[Excerpted data]
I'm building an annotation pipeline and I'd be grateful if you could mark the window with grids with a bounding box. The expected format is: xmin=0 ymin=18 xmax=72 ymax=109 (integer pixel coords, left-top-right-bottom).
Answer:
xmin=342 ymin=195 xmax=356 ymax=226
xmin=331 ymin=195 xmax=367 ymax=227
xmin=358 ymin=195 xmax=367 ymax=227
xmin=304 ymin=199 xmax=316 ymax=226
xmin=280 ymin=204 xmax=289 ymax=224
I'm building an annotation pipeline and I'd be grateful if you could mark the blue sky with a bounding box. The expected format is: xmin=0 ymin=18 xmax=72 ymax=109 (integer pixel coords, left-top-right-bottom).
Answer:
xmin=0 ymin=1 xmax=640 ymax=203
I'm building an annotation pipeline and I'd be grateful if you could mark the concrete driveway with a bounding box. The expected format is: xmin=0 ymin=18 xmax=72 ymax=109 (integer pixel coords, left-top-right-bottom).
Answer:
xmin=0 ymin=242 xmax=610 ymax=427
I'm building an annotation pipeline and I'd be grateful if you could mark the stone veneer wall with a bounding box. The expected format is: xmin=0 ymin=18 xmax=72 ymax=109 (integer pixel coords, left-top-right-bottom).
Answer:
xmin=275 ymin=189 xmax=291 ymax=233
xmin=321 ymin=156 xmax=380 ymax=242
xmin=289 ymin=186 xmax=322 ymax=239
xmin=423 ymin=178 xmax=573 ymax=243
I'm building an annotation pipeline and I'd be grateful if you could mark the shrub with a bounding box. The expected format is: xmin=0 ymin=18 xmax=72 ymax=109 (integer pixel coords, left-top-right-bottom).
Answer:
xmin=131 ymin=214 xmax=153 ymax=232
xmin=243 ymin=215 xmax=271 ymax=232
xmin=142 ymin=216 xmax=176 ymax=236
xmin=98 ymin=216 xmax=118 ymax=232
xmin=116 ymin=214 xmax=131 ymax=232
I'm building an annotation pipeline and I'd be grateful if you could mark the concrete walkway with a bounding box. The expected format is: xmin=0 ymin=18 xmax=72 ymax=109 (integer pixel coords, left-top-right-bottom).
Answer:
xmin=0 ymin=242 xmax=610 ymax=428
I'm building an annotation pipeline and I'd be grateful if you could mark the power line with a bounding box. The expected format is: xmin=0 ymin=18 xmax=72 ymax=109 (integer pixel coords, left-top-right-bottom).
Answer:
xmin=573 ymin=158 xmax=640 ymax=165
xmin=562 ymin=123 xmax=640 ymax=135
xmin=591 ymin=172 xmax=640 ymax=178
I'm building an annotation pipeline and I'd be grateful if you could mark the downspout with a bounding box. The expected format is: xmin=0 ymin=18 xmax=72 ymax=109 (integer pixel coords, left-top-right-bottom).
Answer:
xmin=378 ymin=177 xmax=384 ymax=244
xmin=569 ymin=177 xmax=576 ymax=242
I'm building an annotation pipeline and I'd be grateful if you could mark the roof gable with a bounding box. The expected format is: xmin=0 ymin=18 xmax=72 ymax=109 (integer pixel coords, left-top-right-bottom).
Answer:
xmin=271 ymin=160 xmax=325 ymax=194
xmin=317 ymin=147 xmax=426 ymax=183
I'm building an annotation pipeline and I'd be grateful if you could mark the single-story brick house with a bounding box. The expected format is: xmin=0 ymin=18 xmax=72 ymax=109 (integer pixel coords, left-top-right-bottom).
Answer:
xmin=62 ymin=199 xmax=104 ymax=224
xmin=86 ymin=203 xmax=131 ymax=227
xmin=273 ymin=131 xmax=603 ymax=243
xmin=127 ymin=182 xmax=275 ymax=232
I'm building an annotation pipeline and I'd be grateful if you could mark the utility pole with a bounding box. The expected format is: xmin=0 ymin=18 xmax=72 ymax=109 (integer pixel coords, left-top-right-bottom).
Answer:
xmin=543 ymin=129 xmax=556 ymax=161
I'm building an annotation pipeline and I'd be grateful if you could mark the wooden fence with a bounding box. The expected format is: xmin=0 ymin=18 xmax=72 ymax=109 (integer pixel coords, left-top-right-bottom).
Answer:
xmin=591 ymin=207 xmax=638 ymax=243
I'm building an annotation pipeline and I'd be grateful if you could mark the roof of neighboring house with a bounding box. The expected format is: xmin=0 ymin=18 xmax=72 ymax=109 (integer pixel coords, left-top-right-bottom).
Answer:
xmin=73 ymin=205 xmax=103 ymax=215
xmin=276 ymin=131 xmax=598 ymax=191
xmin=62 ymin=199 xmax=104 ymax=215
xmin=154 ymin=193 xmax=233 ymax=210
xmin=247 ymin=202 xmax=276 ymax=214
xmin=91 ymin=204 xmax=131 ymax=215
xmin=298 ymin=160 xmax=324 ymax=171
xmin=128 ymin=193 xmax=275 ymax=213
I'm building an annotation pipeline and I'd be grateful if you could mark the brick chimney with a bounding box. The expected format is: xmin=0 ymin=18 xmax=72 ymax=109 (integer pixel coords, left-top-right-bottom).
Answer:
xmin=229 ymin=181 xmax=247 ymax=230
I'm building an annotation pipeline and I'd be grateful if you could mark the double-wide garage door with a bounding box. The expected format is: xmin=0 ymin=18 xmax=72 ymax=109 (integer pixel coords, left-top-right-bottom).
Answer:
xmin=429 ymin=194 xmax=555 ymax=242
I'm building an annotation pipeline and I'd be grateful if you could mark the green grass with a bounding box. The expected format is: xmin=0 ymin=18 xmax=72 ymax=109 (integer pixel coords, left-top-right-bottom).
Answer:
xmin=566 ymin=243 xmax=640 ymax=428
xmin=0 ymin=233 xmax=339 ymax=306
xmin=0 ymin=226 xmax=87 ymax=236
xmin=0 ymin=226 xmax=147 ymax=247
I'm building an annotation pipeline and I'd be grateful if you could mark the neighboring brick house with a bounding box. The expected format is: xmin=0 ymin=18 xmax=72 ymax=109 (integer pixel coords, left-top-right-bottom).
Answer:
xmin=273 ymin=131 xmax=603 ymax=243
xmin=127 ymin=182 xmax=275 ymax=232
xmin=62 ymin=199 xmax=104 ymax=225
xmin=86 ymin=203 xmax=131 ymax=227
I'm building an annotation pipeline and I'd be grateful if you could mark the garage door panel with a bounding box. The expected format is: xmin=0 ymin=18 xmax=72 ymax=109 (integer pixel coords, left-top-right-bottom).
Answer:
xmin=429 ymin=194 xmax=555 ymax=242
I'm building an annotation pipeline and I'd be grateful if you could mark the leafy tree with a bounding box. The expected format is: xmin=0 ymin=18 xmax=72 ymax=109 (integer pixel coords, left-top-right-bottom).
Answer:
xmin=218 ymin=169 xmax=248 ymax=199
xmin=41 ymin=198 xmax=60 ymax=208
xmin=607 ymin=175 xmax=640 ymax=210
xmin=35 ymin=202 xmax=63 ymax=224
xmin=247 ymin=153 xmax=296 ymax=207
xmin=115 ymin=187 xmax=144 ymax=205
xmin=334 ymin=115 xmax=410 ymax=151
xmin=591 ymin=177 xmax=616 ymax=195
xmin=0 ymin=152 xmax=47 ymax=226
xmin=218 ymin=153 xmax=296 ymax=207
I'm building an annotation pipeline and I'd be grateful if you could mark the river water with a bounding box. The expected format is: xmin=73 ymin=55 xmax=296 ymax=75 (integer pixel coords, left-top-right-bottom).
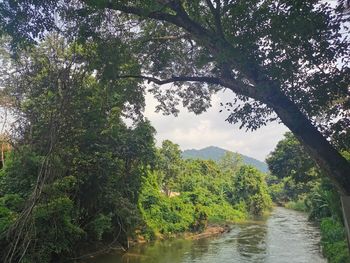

[What this task involves] Begin at the line containing "mark the single-story" and stop after the line containing "xmin=591 ymin=207 xmax=638 ymax=243". Write those lines out again, leaving the request lines unchanged, and multiply every bounding-box coordinate in the answers by 0.8, rounding to whole numbers with halves going up.

[Reply]
I'm building an annotation pipeline and I'd be grateful if you could mark the single-story brick house with a bounding box. The expected format is: xmin=0 ymin=18 xmax=72 ymax=109 (integer pixel coords, left-top-right-bottom).
Answer:
xmin=50 ymin=159 xmax=83 ymax=179
xmin=69 ymin=162 xmax=105 ymax=182
xmin=218 ymin=105 xmax=482 ymax=194
xmin=102 ymin=146 xmax=220 ymax=186
I'm building an annotation pipeline and I'd be grateful if you could mark the utility pole with a bounding box. The expected format is: xmin=0 ymin=18 xmax=72 ymax=109 (integer pixel coords, left-top-right-bottom).
Answer:
xmin=434 ymin=103 xmax=445 ymax=129
I'm building an annotation pipeline and I'd be grateful if you could mark the wooden fence with a bounding box. The expected format is: xmin=0 ymin=18 xmax=72 ymax=109 (integer pixel coords, left-top-right-bottom).
Answer:
xmin=473 ymin=166 xmax=510 ymax=194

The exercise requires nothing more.